Part of a data file
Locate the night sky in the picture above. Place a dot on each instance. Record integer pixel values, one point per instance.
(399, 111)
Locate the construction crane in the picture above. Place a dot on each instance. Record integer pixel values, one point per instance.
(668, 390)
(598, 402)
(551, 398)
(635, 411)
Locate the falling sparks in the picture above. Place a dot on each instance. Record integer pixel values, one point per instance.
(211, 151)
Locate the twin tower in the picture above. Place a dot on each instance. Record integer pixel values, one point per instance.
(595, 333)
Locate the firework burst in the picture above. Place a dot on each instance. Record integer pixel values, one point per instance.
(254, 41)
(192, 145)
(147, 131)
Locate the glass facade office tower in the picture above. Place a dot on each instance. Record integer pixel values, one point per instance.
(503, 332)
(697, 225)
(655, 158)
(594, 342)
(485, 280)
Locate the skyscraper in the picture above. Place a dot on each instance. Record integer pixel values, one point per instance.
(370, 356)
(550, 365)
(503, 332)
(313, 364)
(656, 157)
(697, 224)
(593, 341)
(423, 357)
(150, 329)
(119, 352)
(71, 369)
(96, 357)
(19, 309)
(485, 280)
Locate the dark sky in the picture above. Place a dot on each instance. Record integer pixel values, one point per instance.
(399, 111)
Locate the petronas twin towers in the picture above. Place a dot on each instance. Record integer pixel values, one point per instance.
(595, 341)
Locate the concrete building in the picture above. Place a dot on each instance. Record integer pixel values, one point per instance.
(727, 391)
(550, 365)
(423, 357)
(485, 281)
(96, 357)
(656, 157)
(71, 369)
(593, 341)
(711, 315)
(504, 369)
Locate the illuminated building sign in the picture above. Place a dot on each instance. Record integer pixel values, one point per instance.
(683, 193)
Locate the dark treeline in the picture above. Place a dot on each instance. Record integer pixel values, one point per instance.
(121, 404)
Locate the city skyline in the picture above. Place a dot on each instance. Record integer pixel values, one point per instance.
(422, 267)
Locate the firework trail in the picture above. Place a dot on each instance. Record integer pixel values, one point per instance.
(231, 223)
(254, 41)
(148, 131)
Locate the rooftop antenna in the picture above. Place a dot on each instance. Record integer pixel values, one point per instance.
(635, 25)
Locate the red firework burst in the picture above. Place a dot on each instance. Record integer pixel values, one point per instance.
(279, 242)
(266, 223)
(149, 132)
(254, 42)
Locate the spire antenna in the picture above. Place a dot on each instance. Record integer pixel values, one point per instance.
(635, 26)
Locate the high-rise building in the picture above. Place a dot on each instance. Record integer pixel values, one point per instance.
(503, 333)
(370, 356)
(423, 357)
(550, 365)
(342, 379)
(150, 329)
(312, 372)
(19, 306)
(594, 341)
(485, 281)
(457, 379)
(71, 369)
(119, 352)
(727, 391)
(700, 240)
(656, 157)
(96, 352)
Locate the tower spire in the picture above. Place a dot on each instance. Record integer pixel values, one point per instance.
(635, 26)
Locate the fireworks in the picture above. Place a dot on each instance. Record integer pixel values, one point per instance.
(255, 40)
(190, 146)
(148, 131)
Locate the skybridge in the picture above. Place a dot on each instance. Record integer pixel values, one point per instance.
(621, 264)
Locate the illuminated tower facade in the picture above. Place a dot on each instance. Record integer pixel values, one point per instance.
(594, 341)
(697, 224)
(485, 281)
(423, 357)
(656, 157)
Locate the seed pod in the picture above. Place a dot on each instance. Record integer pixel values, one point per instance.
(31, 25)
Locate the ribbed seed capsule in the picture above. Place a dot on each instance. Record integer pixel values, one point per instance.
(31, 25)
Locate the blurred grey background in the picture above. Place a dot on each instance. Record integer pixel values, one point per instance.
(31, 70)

What you are asked to do = Return the whole listing exactly, with every line included.

Correct output =
Locate the night sky in the picture above. Place a dot on each instance. Record integer pixel values, one point per instance.
(399, 111)
Locate the construction crane in the picture above. Place a dot on each instance. Record integer pixel values, one point per instance.
(668, 390)
(598, 402)
(551, 398)
(635, 411)
Locate the falling sparks in the picture above. Place a dot on each instance. Record integer pixel values, one point per instance.
(211, 151)
Locate the twin tower in the picture above. Place a dot on each instance. Record integer pixel values, one point per instance.
(595, 333)
Locate the firework burst in the picture above. Place a dot on each instance. Record integer pixel values, one point per instance.
(254, 41)
(192, 145)
(147, 131)
Locate the glass facade office tower in the picture above. Place a dot on each instance. Record integer pixel values, one point per instance.
(503, 332)
(697, 225)
(655, 158)
(594, 342)
(485, 280)
Locate the skyscraper in the picture above. Place a dot on each instance. Record integer pixel values, one point per instance.
(370, 356)
(550, 365)
(503, 332)
(313, 364)
(656, 157)
(697, 224)
(593, 341)
(423, 357)
(150, 329)
(119, 352)
(71, 369)
(96, 357)
(19, 309)
(485, 280)
Locate the dark sky in the picture above. Place a dot on each instance. Record integer pixel values, one point per instance.
(399, 111)
Locate the petronas twin towers in the picture above. Place a dot on each instance. Record integer pixel values, one point per instance.
(595, 341)
Locate the concrete building in the picture above. Place a dot on each instance. Record integer pixel values, one point per instance.
(727, 391)
(550, 365)
(423, 357)
(485, 281)
(96, 357)
(656, 157)
(71, 369)
(593, 341)
(711, 315)
(504, 369)
Locate the illuminated building sign in the picture above. Place a dot on each instance. Record integer pixel values, one point per instance.
(683, 193)
Locate the dark treeline in the picture above. Place a dot on each instance. Record integer pixel values, one point per instance.
(121, 404)
Locate the city skyline in the picture above. Place a dot on each instance. Record integer pixel values, one point per instance.
(422, 267)
Locate the firework trail in the picture above. Place a dot on each instance. Record integer pixel values, one point per instance.
(231, 223)
(254, 41)
(148, 131)
Locate the rooftop antenna in the picture above. Place a dot on each instance. Record integer pixel values, one point per instance.
(635, 25)
Locate the red firework burst in the picture above. Place a dot on each instance. Record integer pixel values, one point per instance.
(279, 242)
(266, 223)
(149, 132)
(254, 42)
Locate the spire antenna in the picture above. Place a dot on each instance. Record integer pixel values, one point per instance.
(635, 26)
Locate the high-rise building in the picture above. Place a dot on each instance. Record integer pixel values, one point per instance.
(503, 333)
(370, 356)
(423, 357)
(550, 365)
(342, 379)
(150, 329)
(312, 372)
(19, 306)
(594, 341)
(485, 281)
(457, 379)
(71, 369)
(119, 352)
(727, 391)
(700, 240)
(656, 157)
(96, 352)
Locate the tower spire in the picture above. Place a dot on each instance. Record integer pixel values, one point per instance.
(635, 26)
Locate the fireworks in the picture above. Place a dot on each instance. Record integer pixel values, one point per instance.
(255, 40)
(190, 146)
(148, 131)
Locate the skybridge in the picture above. Place a dot on each instance. Record integer pixel values, one point per instance.
(621, 264)
Locate the illuminated tower facade in the picture above. Place a dot on each instance. Record integer pixel values, one point per instance.
(594, 341)
(697, 224)
(485, 281)
(423, 357)
(656, 157)
Locate the seed pod in the picture above. Place a dot on each instance. Record integer pixel values, one point per instance.
(31, 25)
Locate the ribbed seed capsule in the picture above. Place a dot on each instance. Record integer pixel values, one point per instance.
(31, 25)
Locate the blurred grey background in the picture above. Place a dot on each instance. Record integer pixel values, one point per instance.
(31, 70)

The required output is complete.